::: DATA SUPPLIED
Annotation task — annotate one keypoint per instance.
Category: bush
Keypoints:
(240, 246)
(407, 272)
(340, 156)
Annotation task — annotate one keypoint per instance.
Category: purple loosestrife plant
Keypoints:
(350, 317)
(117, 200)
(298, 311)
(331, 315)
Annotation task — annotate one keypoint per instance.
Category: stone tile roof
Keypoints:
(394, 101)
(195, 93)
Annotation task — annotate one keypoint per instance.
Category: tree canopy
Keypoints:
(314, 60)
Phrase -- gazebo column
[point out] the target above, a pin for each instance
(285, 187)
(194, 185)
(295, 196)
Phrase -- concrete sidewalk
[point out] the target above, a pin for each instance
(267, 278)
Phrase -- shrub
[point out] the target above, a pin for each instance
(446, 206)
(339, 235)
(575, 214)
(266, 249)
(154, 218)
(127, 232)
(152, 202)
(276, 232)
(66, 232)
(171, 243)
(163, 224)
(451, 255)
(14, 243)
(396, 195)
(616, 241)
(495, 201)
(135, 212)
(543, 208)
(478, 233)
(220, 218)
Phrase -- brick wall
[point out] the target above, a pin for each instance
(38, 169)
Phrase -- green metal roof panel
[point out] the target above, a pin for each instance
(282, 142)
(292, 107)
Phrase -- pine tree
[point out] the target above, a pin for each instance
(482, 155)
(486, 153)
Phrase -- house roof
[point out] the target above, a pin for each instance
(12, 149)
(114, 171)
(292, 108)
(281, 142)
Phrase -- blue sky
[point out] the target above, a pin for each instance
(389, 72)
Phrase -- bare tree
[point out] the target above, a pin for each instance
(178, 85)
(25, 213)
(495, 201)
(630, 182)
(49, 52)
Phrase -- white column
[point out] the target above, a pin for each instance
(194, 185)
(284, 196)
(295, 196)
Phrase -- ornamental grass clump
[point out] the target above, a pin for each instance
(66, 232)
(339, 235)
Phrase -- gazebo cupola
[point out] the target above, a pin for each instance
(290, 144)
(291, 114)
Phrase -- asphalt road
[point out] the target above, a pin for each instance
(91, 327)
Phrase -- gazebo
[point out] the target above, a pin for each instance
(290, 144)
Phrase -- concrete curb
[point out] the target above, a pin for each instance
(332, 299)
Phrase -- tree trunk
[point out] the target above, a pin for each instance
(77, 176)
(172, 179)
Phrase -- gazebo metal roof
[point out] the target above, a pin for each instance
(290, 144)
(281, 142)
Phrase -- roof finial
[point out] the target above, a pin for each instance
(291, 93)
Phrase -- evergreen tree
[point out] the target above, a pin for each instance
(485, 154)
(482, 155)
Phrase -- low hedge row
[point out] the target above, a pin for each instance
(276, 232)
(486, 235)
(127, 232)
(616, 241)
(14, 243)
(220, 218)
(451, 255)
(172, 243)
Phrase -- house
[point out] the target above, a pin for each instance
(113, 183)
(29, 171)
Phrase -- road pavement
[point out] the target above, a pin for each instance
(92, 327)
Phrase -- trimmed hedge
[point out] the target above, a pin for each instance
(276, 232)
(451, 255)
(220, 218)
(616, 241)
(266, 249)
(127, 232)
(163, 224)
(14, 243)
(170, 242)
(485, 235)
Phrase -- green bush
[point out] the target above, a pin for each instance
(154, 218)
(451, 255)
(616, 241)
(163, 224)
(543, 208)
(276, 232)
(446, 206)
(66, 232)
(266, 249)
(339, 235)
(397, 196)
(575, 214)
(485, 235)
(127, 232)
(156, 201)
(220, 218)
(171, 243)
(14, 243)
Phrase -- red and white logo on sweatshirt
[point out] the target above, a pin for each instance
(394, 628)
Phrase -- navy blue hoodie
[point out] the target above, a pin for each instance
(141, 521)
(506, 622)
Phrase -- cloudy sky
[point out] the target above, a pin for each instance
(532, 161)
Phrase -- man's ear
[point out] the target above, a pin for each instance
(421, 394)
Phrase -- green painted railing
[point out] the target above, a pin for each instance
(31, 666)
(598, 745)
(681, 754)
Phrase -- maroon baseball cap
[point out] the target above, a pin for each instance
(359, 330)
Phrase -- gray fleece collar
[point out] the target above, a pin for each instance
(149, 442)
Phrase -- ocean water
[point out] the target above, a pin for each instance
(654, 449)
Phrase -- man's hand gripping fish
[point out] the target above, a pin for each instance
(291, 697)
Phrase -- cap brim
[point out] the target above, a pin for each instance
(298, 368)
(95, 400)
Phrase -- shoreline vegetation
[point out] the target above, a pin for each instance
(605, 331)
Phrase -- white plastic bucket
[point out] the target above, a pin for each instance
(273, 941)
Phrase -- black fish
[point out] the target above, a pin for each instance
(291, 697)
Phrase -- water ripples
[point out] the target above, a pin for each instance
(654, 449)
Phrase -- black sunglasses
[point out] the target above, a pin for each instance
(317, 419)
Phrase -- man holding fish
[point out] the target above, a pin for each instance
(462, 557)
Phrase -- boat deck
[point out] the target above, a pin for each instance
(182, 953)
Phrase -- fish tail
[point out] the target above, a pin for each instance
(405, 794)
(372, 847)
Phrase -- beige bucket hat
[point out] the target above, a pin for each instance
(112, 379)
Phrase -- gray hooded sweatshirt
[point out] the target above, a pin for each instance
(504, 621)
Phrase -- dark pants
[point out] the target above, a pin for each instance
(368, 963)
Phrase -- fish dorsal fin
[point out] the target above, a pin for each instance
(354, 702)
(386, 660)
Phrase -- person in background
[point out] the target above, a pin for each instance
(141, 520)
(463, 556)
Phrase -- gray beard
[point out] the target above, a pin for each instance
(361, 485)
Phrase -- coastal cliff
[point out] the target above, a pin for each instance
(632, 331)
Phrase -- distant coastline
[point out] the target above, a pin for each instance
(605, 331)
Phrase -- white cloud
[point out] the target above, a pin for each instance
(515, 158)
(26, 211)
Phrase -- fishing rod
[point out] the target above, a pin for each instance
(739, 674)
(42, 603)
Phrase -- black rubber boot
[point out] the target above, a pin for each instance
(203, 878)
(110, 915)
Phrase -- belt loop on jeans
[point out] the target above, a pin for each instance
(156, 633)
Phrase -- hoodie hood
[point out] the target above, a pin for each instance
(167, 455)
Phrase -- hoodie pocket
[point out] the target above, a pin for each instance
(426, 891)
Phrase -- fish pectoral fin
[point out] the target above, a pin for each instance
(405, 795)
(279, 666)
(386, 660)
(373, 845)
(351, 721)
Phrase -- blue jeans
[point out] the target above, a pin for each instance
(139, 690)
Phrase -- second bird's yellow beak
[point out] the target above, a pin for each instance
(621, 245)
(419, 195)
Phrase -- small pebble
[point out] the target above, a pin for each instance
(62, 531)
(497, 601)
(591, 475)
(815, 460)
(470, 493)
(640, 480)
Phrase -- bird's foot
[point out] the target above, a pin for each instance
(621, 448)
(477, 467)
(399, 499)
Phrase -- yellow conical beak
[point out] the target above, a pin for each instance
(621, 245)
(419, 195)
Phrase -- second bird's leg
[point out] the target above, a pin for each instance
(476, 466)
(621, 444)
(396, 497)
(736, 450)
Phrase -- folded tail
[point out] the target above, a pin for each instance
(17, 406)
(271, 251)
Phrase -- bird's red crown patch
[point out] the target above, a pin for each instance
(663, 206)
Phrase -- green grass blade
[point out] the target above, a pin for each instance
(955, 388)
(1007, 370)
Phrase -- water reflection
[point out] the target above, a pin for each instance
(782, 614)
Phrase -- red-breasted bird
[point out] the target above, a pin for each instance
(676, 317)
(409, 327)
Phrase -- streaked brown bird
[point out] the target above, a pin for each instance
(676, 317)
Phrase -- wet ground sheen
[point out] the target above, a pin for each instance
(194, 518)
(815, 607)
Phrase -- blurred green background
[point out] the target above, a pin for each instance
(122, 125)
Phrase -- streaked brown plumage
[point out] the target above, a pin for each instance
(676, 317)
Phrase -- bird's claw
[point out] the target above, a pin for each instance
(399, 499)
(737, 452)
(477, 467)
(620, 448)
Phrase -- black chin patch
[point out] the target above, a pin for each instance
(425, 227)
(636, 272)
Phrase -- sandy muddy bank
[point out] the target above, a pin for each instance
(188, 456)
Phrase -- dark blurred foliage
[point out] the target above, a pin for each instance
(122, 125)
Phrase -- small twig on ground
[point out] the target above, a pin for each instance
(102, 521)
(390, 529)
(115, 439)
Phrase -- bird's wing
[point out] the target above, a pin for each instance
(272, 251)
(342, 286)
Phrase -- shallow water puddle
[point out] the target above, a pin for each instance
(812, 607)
::::::
**WHAT NEEDS TO BE DONE:** From the records above, repeat exactly the lines from the one with "Phrase -- navy blue hoodie" through the one with "Phrase -- green painted railing", both included.

**EXERCISE SOLUTION:**
Phrase -- navy blue hoodie
[point out] the target above, a pin for each instance
(141, 521)
(506, 622)
Phrase -- cloudy sky
[point out] the target above, a pin for each instance
(532, 161)
Phrase -- man's ear
[point out] the target above, a pin for each instance
(421, 394)
Phrase -- green painted railing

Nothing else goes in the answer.